Goal of the exercise ▸
Pictures should be excluded; otherwise, copy every entry exactly.

Given records ▸
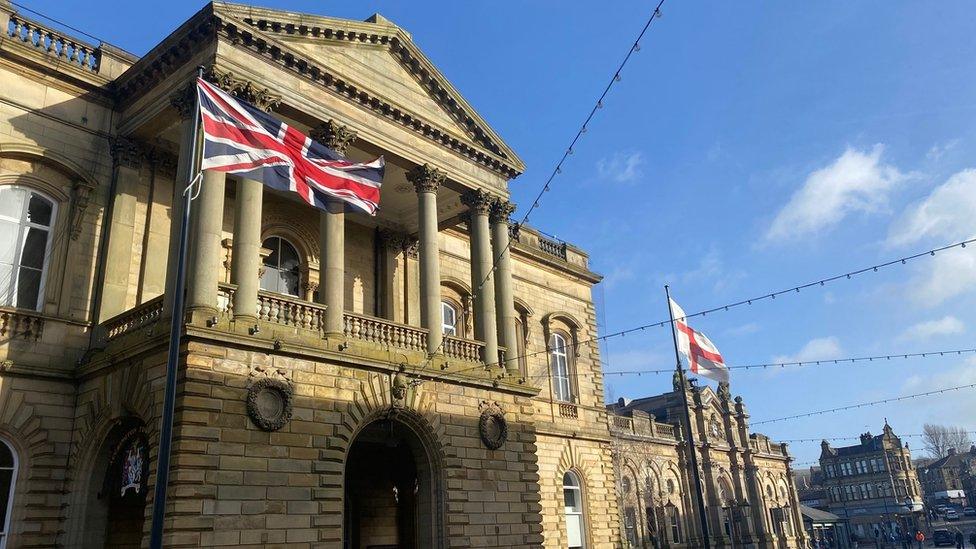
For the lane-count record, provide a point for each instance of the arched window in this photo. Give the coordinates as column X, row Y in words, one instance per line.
column 449, row 318
column 8, row 476
column 26, row 220
column 559, row 353
column 573, row 498
column 674, row 521
column 281, row 268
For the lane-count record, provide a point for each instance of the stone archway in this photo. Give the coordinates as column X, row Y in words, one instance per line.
column 390, row 489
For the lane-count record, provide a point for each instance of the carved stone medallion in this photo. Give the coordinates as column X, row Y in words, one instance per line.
column 493, row 427
column 269, row 403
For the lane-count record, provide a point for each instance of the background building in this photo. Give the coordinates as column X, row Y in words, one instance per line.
column 343, row 380
column 750, row 496
column 873, row 484
column 950, row 479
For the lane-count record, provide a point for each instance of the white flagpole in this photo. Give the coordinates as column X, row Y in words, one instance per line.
column 692, row 454
column 175, row 335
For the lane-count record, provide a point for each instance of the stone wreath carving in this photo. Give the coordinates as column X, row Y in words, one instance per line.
column 493, row 427
column 269, row 403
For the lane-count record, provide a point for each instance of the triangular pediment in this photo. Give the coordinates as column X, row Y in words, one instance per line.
column 380, row 58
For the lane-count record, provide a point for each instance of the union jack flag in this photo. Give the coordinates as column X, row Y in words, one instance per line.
column 241, row 139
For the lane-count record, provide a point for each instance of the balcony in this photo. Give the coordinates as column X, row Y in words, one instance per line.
column 303, row 319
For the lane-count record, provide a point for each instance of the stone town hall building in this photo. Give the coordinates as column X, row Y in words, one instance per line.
column 333, row 388
column 339, row 377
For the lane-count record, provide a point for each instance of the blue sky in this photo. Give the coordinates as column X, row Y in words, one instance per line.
column 748, row 147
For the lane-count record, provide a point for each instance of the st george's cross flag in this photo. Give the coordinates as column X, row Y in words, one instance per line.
column 239, row 138
column 702, row 355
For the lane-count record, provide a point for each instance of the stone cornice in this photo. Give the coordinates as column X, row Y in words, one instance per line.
column 256, row 37
column 426, row 178
column 333, row 135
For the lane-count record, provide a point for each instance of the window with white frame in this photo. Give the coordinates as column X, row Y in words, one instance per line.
column 559, row 354
column 573, row 500
column 8, row 476
column 26, row 222
column 281, row 268
column 449, row 317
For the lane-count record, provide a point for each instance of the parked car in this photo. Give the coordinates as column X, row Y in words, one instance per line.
column 942, row 537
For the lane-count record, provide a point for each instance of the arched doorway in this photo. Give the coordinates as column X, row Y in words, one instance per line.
column 116, row 499
column 390, row 490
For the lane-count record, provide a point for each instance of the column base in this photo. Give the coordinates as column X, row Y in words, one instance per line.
column 202, row 316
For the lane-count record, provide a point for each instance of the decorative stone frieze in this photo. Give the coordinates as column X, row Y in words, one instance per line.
column 478, row 201
column 244, row 90
column 184, row 100
column 126, row 153
column 492, row 425
column 426, row 178
column 269, row 403
column 501, row 210
column 333, row 135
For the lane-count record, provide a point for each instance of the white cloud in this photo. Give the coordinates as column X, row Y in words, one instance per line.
column 622, row 167
column 940, row 149
column 946, row 216
column 821, row 348
column 711, row 269
column 947, row 275
column 947, row 325
column 946, row 213
column 857, row 182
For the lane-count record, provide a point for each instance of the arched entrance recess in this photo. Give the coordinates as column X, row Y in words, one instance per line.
column 116, row 504
column 391, row 493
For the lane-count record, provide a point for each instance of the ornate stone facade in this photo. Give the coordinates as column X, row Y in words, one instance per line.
column 326, row 404
column 749, row 493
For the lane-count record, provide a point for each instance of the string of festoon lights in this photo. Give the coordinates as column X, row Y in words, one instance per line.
column 769, row 296
column 841, row 439
column 867, row 404
column 546, row 187
column 767, row 365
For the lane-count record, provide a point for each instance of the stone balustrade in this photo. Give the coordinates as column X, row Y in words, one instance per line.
column 54, row 43
column 463, row 349
column 133, row 319
column 641, row 424
column 384, row 332
column 20, row 324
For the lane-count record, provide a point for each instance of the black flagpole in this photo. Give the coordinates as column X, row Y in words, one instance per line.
column 696, row 477
column 175, row 332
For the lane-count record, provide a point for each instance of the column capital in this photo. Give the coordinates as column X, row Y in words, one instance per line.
column 126, row 152
column 184, row 100
column 242, row 89
column 501, row 210
column 478, row 201
column 426, row 178
column 333, row 135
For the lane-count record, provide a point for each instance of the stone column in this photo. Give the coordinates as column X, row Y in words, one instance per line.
column 482, row 276
column 246, row 254
column 206, row 255
column 332, row 223
column 504, row 294
column 127, row 158
column 427, row 179
column 332, row 268
column 184, row 101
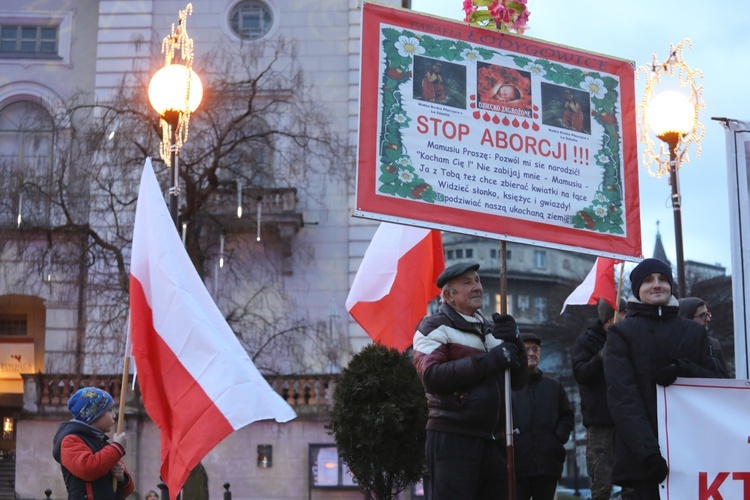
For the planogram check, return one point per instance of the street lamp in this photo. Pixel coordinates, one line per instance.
(672, 116)
(175, 91)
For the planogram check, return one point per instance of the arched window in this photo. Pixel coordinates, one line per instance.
(251, 19)
(26, 137)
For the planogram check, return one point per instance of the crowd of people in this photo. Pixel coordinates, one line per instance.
(632, 346)
(463, 360)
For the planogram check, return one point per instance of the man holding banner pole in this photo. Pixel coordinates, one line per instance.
(461, 359)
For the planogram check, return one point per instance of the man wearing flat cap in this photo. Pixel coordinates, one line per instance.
(543, 419)
(461, 359)
(652, 345)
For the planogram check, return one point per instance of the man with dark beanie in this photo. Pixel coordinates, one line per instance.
(695, 309)
(652, 345)
(588, 369)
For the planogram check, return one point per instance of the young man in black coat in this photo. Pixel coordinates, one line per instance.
(652, 345)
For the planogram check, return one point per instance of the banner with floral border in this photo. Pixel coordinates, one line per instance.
(498, 135)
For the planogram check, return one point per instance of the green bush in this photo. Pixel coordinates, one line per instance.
(378, 421)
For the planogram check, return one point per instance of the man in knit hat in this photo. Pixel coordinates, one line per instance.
(91, 466)
(652, 345)
(695, 309)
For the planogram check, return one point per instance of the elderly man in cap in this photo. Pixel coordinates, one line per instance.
(588, 369)
(543, 419)
(652, 345)
(461, 359)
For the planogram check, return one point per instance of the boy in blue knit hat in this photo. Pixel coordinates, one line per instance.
(90, 463)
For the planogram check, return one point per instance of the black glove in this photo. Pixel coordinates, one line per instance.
(505, 327)
(667, 374)
(506, 356)
(657, 467)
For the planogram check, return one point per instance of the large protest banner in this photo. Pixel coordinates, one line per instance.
(738, 175)
(479, 132)
(704, 436)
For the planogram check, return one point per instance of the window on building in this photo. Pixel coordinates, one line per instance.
(523, 302)
(327, 469)
(251, 19)
(540, 259)
(13, 325)
(26, 138)
(20, 41)
(540, 308)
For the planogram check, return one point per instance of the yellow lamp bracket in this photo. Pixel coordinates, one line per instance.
(177, 41)
(677, 70)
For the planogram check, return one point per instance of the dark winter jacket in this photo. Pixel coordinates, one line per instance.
(86, 459)
(464, 384)
(650, 337)
(543, 419)
(588, 369)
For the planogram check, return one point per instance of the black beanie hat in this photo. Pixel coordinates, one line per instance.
(646, 267)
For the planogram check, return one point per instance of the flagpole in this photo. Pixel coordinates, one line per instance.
(619, 288)
(510, 456)
(123, 392)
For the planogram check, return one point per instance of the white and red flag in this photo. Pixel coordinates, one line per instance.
(599, 284)
(395, 282)
(197, 382)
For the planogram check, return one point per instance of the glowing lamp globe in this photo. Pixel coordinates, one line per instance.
(672, 113)
(168, 87)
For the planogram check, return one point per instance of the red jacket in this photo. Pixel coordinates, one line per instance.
(86, 458)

Response below ▸
For the lane-count record, provide a point for each instance of the arched window in this photo. Give the coordinates as column X, row Y in words, one instance per line.
column 449, row 318
column 8, row 476
column 26, row 220
column 559, row 353
column 573, row 498
column 674, row 521
column 281, row 268
For the lane-count record, provide a point for each instance of the stone archway in this photo. Give the coordinates as column X, row Y in words, one instance per line.
column 390, row 489
For the lane-count record, provide a point for each instance of the carved stone medallion in this photo. Give the coordinates as column X, row Y in words, one instance per line.
column 493, row 427
column 269, row 403
For the lane-count record, provide a point for each instance of the background building in this photo. Give the coordinates as column X, row Y in words, one instance per line.
column 343, row 380
column 750, row 496
column 873, row 484
column 950, row 479
For the lane-count record, provide a point for each instance of the white flagpole in this photo. Give the coordinates as column X, row Y in words, one instance per line.
column 692, row 454
column 175, row 335
For the lane-count record, provide a point for each instance of the stone wreath carving in this photo. Give the coordinates as column X, row Y in words, one instance per line.
column 493, row 427
column 269, row 403
For the lane-count record, provide a point for each instance of the triangular pediment in this photo. Give the coordinates as column X, row Y in words, one instance per line.
column 380, row 58
For the lane-count record, provide a point for each instance of the union jack flag in this photo. Give the coordinates as column X, row Y in words, one instance per line.
column 241, row 139
For the lane-count record, provide a point for each instance of the balcony in this photo. Give the coordinates as column X, row Y in words, one instance per line.
column 303, row 319
For the lane-count record, provide a point for each instance of the stone town hall building in this photo. Give the coordinates as column X, row Y in words, one instance per line.
column 333, row 388
column 339, row 377
For the lane-count record, provide a point for each instance of the blue sky in this photo. Give the coordinates as column X, row Y in words, one instance per line.
column 748, row 147
For the lane-count record, provide a point for each instance of the st george's cross flag in this photo. Give the coordinates as column X, row Y in words, one instance per line.
column 239, row 138
column 702, row 355
For the lane-count record, provide a point for each instance of the stone cornice in this photo. Give the coordinates as column X, row Y in words, one instance per line.
column 256, row 37
column 426, row 178
column 333, row 135
For the lane-count record, provide a point for each instance of the window with white frame in this photo. Give the coordinates as column X, row Y in words, one instance per line.
column 559, row 354
column 573, row 500
column 8, row 476
column 26, row 222
column 281, row 268
column 449, row 317
For the lane-count record, provide a point for each instance of the parked car in this photo. Give the coordinates as column X, row Y in words, one instance per line.
column 942, row 537
For the lane-count record, provide a point for each instance of the arched doorway in this photo. Give the coordinates as column X, row Y in words, one instance per line.
column 116, row 499
column 390, row 490
For the lane-count record, provide a point for each instance of the column base in this photo. Give the coordinates as column X, row Y in words, one instance per line.
column 202, row 316
For the lane-count record, provide a point for each instance of the decorative stone frieze in this photo. Give the coordinates as column X, row Y in words, one instance per line.
column 478, row 201
column 244, row 90
column 184, row 100
column 126, row 153
column 492, row 425
column 426, row 178
column 269, row 403
column 501, row 210
column 333, row 135
For the lane-count record, provide a point for each instance of the white cloud in this photo. Give the coordinates as column X, row Y in words, one instance per line.
column 622, row 167
column 940, row 149
column 946, row 216
column 821, row 348
column 711, row 269
column 947, row 275
column 947, row 325
column 946, row 213
column 857, row 182
For the lane-count record, provide a point for each instance of the arched entrance recess in this photo. Give the coordinates as column X, row Y in words, one instance per line.
column 116, row 504
column 391, row 493
For the lane-count record, provide a point for each instance of the ornate stone facade in this photo. Give the coordinates as column X, row Y in words, one instance per line.
column 326, row 404
column 749, row 493
For the lane-count record, provide a point for each instance of the string of festoon lights in this photo. Give the coordinates as column X, row Y in words, one instance per line.
column 769, row 296
column 841, row 439
column 867, row 404
column 546, row 187
column 767, row 365
For the lane-count record, provide a point for each instance of the stone balustrade in this photo. Give the coordinates as column X, row Y in words, one instance per line.
column 54, row 43
column 463, row 349
column 133, row 319
column 641, row 424
column 384, row 332
column 20, row 324
For the lane-count record, provide a point for each instance of the black flagpole in this photo. Give the coordinates as column X, row Y in words, one instance per line.
column 696, row 477
column 175, row 332
For the lane-count record, provide a point for each instance of the column capital in this photo. Give the coordinates as column X, row Y in words, one instance per line.
column 126, row 152
column 184, row 100
column 242, row 89
column 501, row 210
column 478, row 201
column 426, row 178
column 333, row 135
For the lane-count record, provide a point for each instance of the stone column in this photo. Give the coordinates as column X, row Y in words, one instance per line.
column 482, row 276
column 246, row 254
column 206, row 255
column 332, row 223
column 504, row 294
column 127, row 158
column 427, row 179
column 332, row 268
column 184, row 101
For the planogram check, return one point per instance of the street lamp in this photo. Pixel coordinates, one line per instance.
(672, 116)
(175, 91)
For the planogram check, return one point per instance of the arched window in this photo. Pixel coordinates, one line per instance.
(251, 19)
(26, 137)
For the planogram check, return one point per instance of the crowd of people in this photo. Pixel coordinates, one line per instance.
(632, 346)
(463, 360)
For the planogram check, return one point per instance of the man holding banner pole in this photo. Pixel coordinates, one line per instance.
(461, 359)
For the planogram check, return one point per instance of the man wearing flat cap in this photo. Pixel coordinates, one line per instance.
(543, 419)
(461, 359)
(652, 345)
For the planogram check, return one point per instance of the man with dark beanie in this photo. Pixel coordinates, one line per instance.
(695, 309)
(652, 345)
(588, 369)
For the planogram check, return one point per instance of the young man in black coat in this photo. Pixel coordinates, one line per instance.
(652, 345)
For the planogram check, return one point per instance of the banner with floral border in this photo. Pixel coordinates, one line per instance.
(498, 135)
For the planogram check, return one point per instance of the green bush in this photo. Pixel coordinates, one line per instance.
(378, 421)
For the planogram check, return one point per instance of the man in knit hat in this photo. Pixel coordinates, one line per instance.
(91, 466)
(652, 345)
(695, 309)
For the planogram check, return one point per instance of the elderly man in cap in this photo. Pixel coordinates, one line per instance.
(588, 369)
(543, 419)
(652, 345)
(461, 359)
For the planogram check, return one point per instance of the boy in blue knit hat in this photo. Pixel coordinates, one line per instance.
(90, 463)
For the planogram check, return one point per instance of the black glove in this photo. Pixel coordinates, one line per instance.
(505, 327)
(667, 374)
(506, 356)
(657, 467)
For the planogram check, return one point per instance of the large protest banner in this photo. Pixel coordinates, one line per instance.
(738, 175)
(479, 132)
(704, 436)
For the planogram check, return one point per instance of the window on building in this photo. Pixel coordinates, one line per instance.
(523, 302)
(327, 469)
(251, 19)
(540, 259)
(13, 325)
(26, 138)
(20, 41)
(540, 308)
For the planogram check, return one point per instance of the yellow lamp bracket in this photo. Pixel coordinates, one line per instance.
(177, 41)
(677, 70)
For the planogram check, return one point per instance of the dark winter jacket in this photo. Pixel coordinates, one line per instance.
(86, 459)
(464, 384)
(650, 337)
(543, 419)
(588, 369)
For the planogram check, return one point per instance of the black beanie hat in this photo. Pixel coordinates, one line per instance.
(646, 267)
For the planogram check, return one point per instance of the flagpole in this photo. Pixel coordinates, one line per instance.
(619, 288)
(510, 456)
(123, 392)
For the planogram check, return one point per instance of the white and red flag in this photo. Pixel coordinates, one line per instance.
(599, 284)
(395, 282)
(197, 382)
For the planogram check, return one point per instance of the glowing lamp globe in this photo. Pixel coordinates, one line per instance.
(672, 113)
(168, 87)
For the planogram check, return one point per instance of the red jacket in this photo. Pixel coordinates, one line per instance.
(86, 458)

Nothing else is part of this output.